_WORK TO BE COMPLETED_. In the records below, find the line containing "Object firefighter's glove"; give it again exactly, along with every line that follows, and nothing else.

_SUPPLIED MATERIAL_.
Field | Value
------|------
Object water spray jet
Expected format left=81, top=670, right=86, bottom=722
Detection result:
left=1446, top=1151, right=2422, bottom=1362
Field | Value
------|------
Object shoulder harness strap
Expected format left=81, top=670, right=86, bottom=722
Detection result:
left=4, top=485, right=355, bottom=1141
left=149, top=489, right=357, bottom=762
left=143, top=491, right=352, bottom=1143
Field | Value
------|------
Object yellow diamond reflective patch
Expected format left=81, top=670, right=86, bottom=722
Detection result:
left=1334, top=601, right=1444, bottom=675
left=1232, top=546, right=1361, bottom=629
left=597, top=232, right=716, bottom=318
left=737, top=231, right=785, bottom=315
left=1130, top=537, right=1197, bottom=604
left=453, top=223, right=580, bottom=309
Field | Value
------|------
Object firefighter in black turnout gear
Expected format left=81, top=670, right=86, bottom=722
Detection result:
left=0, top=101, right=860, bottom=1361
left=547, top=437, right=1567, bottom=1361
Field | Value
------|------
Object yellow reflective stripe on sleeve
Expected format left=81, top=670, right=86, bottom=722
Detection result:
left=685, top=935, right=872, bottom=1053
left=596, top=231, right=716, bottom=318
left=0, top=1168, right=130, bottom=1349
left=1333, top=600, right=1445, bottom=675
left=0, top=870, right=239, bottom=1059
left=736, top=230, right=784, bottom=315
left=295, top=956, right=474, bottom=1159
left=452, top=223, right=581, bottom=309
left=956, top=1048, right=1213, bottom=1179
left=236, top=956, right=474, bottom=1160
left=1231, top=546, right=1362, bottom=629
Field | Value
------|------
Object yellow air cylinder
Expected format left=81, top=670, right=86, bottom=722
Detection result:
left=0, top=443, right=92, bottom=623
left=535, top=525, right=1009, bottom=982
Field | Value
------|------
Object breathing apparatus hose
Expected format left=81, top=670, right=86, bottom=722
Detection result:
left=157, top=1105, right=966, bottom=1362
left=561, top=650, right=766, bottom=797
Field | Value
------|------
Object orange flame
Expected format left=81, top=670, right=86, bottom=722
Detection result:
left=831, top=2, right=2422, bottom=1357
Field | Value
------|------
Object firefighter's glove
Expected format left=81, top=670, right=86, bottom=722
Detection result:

_OUTPUT OF THE EXERCISE_.
Object firefighter's glove
Expected format left=81, top=670, right=86, bottom=722
Detection result:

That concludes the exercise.